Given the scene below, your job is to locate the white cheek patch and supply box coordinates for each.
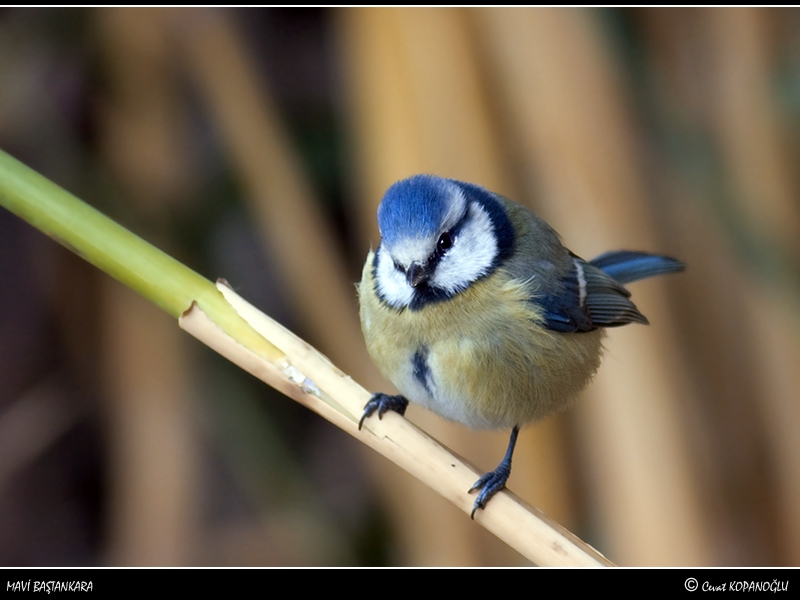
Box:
[375,247,414,308]
[431,203,498,293]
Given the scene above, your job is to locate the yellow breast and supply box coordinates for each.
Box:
[359,252,603,428]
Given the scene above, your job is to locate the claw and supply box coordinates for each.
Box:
[467,463,511,519]
[467,427,519,519]
[358,392,408,431]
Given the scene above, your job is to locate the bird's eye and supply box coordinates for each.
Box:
[436,231,453,252]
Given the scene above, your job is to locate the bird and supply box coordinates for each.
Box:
[358,174,685,519]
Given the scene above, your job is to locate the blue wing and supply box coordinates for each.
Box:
[536,250,684,333]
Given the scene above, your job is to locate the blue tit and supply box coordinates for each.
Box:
[359,175,684,518]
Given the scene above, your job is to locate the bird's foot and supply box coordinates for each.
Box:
[467,462,511,519]
[358,392,408,430]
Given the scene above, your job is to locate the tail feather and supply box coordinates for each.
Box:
[589,250,686,284]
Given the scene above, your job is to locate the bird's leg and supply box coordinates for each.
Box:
[358,392,408,431]
[467,426,519,519]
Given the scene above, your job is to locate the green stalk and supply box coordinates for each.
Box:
[0,150,281,358]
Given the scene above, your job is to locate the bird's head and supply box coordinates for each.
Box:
[374,175,514,309]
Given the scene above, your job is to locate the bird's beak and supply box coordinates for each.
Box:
[406,263,428,287]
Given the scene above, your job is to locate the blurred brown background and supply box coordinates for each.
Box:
[0,9,800,566]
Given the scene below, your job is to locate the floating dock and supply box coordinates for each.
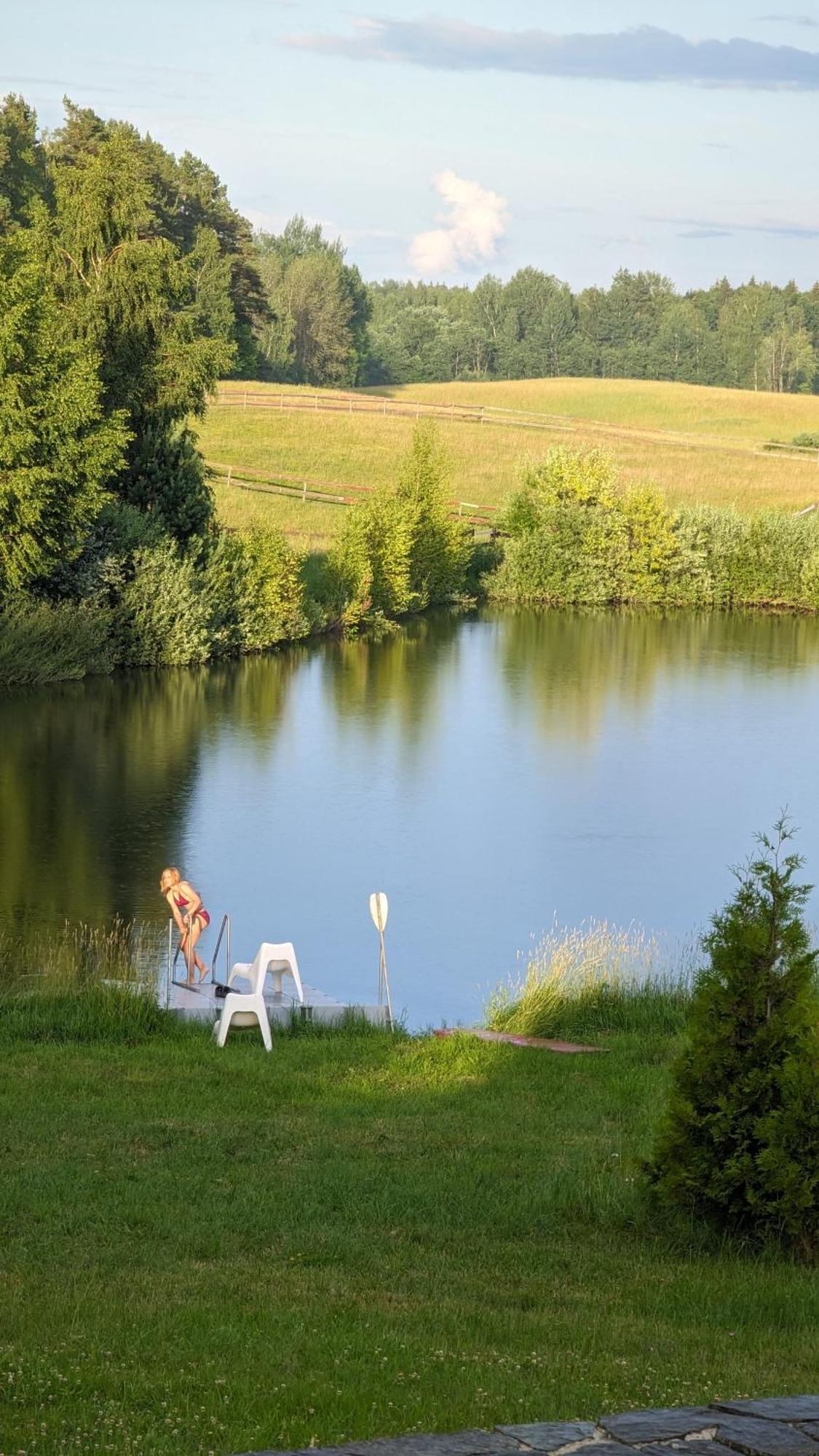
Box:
[162,980,389,1026]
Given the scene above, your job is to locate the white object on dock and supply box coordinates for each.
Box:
[370,890,395,1031]
[166,942,387,1035]
[213,941,280,1051]
[227,941,304,1005]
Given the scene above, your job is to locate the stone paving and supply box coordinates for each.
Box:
[236,1395,819,1456]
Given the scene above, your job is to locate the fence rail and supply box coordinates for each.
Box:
[205,460,499,530]
[210,384,819,464]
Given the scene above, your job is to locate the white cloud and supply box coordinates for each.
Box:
[282,16,819,90]
[410,170,509,278]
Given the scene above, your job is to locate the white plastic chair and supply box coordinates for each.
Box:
[213,941,304,1051]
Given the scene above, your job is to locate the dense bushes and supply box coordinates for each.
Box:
[488,447,819,609]
[329,424,471,626]
[0,601,114,687]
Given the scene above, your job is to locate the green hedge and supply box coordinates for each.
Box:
[487,447,819,610]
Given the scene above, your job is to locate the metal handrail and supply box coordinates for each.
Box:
[210,911,230,983]
[165,911,230,1008]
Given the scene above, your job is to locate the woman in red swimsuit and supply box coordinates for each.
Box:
[159,865,210,986]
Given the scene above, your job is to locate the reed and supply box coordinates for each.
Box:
[487,919,692,1040]
[0,920,183,1044]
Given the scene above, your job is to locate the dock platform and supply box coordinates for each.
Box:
[163,980,387,1026]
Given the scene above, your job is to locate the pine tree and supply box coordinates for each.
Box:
[649,817,819,1258]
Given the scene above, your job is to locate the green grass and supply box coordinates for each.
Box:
[0,1008,818,1456]
[199,379,819,549]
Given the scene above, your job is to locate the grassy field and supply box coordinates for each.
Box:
[201,379,819,547]
[0,1018,818,1456]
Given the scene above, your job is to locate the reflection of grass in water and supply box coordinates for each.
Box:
[487,920,691,1037]
[0,920,173,1042]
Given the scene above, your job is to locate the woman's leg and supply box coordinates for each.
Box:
[179,926,194,986]
[189,916,207,981]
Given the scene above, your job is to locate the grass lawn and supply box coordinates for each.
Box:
[199,379,819,549]
[0,1029,819,1456]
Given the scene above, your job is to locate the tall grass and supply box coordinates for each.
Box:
[487,920,692,1038]
[0,920,181,1042]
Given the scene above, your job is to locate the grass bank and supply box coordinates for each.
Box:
[487,920,694,1041]
[0,1015,818,1456]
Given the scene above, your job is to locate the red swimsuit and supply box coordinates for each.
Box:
[173,894,210,926]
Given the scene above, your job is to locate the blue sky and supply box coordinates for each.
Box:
[6,0,819,288]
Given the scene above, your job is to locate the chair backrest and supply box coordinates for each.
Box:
[230,941,300,1002]
[248,941,294,996]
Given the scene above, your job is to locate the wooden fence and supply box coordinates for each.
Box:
[205,460,499,531]
[210,384,819,464]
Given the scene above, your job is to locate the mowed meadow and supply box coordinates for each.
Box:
[199,379,819,549]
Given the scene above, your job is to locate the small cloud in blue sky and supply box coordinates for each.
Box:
[282,16,819,90]
[410,170,509,277]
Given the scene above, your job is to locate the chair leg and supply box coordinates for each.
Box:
[259,1010,272,1051]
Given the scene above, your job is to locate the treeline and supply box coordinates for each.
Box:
[0,96,468,684]
[242,227,819,393]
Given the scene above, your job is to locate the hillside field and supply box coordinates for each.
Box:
[199,379,819,549]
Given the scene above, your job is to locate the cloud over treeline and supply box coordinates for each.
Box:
[284,16,819,90]
[410,170,509,278]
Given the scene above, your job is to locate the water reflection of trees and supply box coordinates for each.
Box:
[6,612,819,926]
[316,612,464,747]
[494,610,819,743]
[0,654,294,926]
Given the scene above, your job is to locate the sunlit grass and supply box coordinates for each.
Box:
[201,380,819,547]
[487,920,691,1037]
[0,1012,816,1456]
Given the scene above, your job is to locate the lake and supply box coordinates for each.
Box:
[0,612,819,1026]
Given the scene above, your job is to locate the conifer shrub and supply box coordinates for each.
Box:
[323,422,471,626]
[115,539,208,667]
[647,818,819,1259]
[396,421,470,612]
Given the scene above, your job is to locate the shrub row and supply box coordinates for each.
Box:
[0,425,471,686]
[487,447,819,610]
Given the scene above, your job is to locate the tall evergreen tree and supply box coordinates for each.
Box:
[650,818,819,1258]
[0,229,128,591]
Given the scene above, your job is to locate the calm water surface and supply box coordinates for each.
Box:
[0,612,819,1025]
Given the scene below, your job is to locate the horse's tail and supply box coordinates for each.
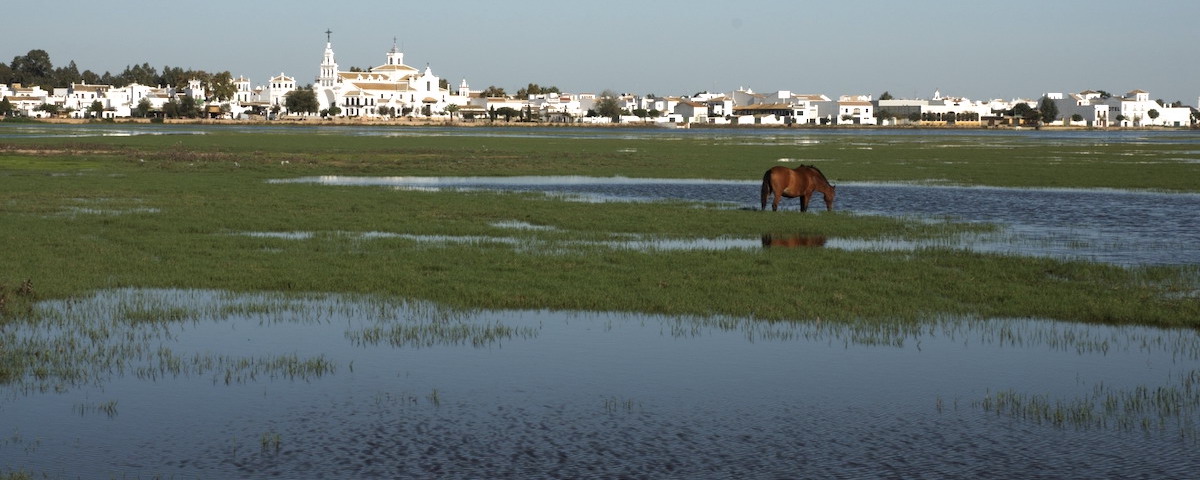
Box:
[761,170,772,210]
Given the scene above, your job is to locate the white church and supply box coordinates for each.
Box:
[312,31,456,116]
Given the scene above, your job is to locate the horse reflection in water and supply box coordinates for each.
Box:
[762,233,826,248]
[762,166,836,211]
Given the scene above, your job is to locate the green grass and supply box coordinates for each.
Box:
[0,130,1200,326]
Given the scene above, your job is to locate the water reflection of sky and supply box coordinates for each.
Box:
[278,176,1200,265]
[9,290,1200,478]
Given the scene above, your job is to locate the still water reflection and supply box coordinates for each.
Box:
[0,290,1200,478]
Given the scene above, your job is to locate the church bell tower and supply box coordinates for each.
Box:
[317,30,337,86]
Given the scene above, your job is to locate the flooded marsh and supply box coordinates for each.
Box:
[0,124,1200,479]
[7,289,1200,478]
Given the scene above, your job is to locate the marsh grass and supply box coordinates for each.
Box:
[973,370,1200,442]
[0,131,1200,325]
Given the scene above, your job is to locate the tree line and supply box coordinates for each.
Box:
[0,49,238,100]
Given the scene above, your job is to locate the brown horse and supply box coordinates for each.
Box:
[762,166,836,211]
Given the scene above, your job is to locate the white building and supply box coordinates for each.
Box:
[266,72,296,107]
[1121,90,1192,127]
[838,95,876,125]
[313,32,451,116]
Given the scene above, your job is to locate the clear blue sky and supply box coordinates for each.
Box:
[0,0,1200,106]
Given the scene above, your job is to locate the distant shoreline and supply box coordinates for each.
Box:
[0,118,1180,131]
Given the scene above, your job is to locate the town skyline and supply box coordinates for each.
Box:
[0,0,1200,104]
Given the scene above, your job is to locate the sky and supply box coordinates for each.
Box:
[9,0,1200,106]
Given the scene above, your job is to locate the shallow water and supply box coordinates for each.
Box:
[277,176,1200,265]
[0,290,1200,478]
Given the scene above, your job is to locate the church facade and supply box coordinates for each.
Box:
[312,32,451,116]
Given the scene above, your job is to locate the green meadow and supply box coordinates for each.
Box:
[0,126,1200,326]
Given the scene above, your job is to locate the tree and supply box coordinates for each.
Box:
[517,83,562,98]
[133,98,152,119]
[88,100,104,119]
[283,85,319,113]
[1038,95,1058,124]
[479,85,508,97]
[54,60,83,86]
[595,90,620,121]
[1013,102,1038,121]
[493,107,521,121]
[208,71,238,102]
[176,95,200,119]
[10,49,54,85]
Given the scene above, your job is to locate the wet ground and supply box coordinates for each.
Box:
[7,290,1200,479]
[282,176,1200,265]
[0,126,1200,479]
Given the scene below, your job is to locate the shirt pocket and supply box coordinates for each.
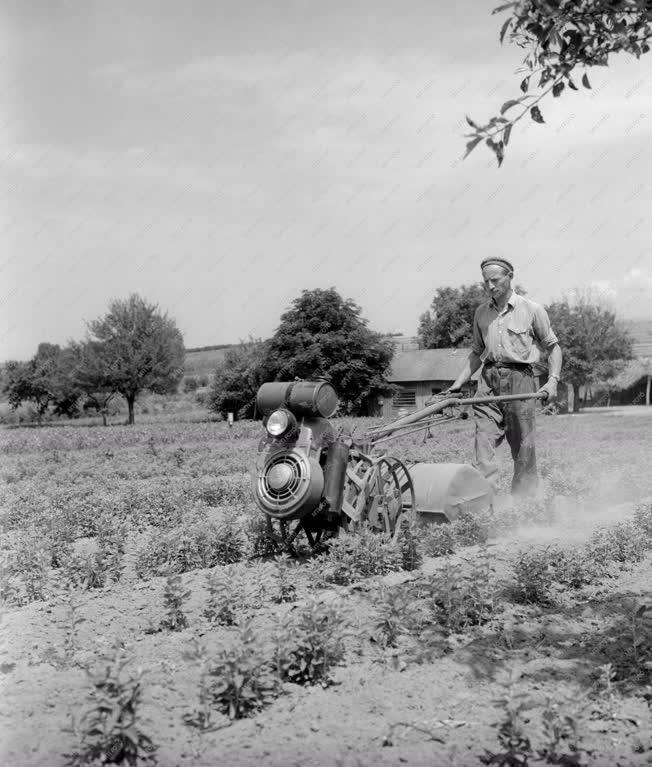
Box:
[507,318,532,357]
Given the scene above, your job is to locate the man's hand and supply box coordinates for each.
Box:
[537,378,557,402]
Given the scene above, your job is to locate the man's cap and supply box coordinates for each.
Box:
[480,258,514,274]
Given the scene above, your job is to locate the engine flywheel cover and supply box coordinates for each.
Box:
[255,449,324,519]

* [WORK INSTRUCTIONS] Write out everything from the line containing "tower and supply box coordinates for each." down to the line containing "[0,131,1200,325]", both included, with the request lines left unchanged and every box coordinate in the answers multiplied by 1.35 and rounded to a whole number, halves rounding up. Give only those lines.

* [EXERCISE SOLUTION]
Given the scene above, your job is to locate the church bell tower and supply box coordinates for each.
Box:
[428,41,455,116]
Given the scene above, your job is to locate the flooded marsh and supply box coordinates for each.
Box:
[0,167,1620,647]
[9,390,1620,645]
Given the scene above, your job is to locate the marsh grass and supply box coordinates for each.
Box:
[1314,500,1620,597]
[0,177,1620,439]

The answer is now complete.